- _AIM_:
According to the passage on The Magnificent 7 album, what chart position did the album reach in the UK?

- _SUPPLIED PASSAGE_:
════════════════════
Studio album by the Supremes and the Four Tops
- Released: September 1970
- Recorded: 1970
- Genres: Soul, R&B
- Label: Motown
- Producers: Frank Wilson, Duke Browner, Clay McMurray, Nickolas Ashford & Valerie Simpson

The Supremes chronology
| Right On (1970) | The Magnificent 7 (1970) | New Ways but Love Stays (1970) |

The Four Tops chronology
| Changing Times (1970) | The Magnificent 7 (1970) | The Return of the Magnificent Seven (1971) |

Singles from The Magnificent 7
- "Reach Out and Touch (Somebody's Hand)" Released: April 6, 1970; "River Deep, Mountain High"/"Together We Can Make Such Sweet Music" Released: November 5, 1970;

= The Magnificent 7 (album) =

The Magnificent 7 is a collaborative album combining Motown's premier vocal groups, the Supremes and the Four Tops. Issued by Motown in 1970, it followed two collaborative albums the Supremes did with the Temptations in the late 1960s. The album featured their hit cover of Ike & Tina Turner's "River Deep – Mountain High", which reached number 14 on the US Billboard Hot 100 singles chart. In the UK, the album peaked at number 6. In December 1971, Billboard reported UK album sales of 30,000 copies.
════════════════════
- _DATA SHOWN_:
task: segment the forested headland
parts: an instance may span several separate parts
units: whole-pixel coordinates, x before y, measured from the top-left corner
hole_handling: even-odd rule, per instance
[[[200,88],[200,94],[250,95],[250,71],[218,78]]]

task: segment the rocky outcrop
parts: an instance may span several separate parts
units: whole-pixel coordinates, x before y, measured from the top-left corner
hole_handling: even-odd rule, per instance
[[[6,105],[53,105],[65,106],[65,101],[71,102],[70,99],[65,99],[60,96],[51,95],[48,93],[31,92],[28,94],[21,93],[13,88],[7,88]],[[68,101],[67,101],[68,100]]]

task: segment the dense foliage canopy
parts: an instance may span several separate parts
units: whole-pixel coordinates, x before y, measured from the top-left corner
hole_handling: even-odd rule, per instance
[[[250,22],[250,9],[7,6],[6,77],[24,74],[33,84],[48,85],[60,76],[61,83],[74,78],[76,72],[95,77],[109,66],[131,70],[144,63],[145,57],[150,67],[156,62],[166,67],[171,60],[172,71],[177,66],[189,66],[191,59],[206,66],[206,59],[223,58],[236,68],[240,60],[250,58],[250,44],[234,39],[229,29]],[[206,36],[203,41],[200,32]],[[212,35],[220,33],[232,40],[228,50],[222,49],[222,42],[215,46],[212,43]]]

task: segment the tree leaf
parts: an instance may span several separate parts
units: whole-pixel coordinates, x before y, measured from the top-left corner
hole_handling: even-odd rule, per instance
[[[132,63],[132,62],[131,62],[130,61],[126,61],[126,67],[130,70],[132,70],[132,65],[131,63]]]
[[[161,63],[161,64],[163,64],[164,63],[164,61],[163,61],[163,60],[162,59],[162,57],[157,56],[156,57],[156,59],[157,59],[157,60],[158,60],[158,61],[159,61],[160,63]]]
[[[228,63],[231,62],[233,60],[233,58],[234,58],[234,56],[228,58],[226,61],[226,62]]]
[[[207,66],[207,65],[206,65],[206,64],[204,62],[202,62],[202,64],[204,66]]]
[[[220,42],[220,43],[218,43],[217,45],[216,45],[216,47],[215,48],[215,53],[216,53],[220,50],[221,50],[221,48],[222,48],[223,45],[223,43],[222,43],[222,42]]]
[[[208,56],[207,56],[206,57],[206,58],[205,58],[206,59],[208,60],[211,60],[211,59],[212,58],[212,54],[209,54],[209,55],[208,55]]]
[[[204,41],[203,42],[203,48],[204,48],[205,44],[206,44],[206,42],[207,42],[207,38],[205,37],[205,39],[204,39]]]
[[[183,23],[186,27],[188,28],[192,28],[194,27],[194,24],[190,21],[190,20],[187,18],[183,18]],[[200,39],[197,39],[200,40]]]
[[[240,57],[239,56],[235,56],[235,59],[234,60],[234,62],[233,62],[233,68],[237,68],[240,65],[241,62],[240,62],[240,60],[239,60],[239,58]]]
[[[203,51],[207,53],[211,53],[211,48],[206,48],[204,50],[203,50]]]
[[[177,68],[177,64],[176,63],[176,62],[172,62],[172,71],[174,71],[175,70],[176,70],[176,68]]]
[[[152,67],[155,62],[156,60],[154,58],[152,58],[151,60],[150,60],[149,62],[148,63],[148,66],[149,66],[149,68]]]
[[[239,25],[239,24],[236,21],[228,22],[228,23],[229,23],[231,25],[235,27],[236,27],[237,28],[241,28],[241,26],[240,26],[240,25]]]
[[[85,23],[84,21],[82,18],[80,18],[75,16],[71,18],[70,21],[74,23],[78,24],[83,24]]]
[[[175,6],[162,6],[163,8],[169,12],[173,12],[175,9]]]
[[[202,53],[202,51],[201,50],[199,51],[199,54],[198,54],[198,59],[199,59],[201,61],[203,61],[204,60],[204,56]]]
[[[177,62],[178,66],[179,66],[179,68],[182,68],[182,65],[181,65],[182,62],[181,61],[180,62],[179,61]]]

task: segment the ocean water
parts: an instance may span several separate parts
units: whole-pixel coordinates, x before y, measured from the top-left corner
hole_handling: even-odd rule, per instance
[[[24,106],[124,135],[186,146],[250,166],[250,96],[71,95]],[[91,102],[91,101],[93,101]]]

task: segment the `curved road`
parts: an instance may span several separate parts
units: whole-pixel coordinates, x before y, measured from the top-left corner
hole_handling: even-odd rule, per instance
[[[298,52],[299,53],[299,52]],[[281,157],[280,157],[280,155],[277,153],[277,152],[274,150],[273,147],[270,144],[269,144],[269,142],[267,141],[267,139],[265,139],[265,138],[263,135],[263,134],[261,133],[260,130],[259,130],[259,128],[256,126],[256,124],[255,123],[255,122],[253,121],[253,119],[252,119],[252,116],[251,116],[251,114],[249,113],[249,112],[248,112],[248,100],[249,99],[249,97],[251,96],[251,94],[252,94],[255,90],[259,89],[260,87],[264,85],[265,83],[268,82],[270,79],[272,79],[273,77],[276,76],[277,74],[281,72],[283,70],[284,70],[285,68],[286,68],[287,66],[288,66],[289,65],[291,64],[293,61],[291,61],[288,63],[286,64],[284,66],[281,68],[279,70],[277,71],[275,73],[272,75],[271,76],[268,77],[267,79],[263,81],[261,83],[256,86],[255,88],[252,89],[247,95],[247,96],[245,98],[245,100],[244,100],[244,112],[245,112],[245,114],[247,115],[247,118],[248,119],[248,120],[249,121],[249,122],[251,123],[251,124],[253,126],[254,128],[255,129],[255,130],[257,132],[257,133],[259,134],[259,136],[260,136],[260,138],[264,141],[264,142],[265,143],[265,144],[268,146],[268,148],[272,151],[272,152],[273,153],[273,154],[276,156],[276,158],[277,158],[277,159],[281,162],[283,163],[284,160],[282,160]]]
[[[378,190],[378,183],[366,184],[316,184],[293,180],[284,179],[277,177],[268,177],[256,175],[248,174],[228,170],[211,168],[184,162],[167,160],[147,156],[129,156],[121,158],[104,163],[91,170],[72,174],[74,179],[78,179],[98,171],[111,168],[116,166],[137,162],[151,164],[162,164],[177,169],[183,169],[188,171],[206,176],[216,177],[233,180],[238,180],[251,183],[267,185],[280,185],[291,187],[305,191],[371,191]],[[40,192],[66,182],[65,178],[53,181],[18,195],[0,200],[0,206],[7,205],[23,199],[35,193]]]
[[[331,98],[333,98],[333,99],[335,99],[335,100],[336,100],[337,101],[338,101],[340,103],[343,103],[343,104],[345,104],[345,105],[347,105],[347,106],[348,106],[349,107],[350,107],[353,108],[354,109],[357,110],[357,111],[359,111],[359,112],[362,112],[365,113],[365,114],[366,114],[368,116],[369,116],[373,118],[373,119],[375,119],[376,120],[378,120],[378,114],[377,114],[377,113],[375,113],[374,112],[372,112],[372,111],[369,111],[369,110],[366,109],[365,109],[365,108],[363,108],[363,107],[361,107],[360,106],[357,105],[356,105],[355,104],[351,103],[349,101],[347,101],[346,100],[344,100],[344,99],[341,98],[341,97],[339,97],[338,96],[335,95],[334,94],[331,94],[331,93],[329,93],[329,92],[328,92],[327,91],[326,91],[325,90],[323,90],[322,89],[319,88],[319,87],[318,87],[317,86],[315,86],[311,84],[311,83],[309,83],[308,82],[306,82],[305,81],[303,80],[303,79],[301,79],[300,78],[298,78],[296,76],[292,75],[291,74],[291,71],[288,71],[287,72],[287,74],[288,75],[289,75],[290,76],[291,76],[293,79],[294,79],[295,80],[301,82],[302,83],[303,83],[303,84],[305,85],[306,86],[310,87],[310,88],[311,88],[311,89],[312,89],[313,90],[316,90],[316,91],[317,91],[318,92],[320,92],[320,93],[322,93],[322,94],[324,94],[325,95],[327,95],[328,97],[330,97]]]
════════════════════
- _THE REPLY_:
Number 6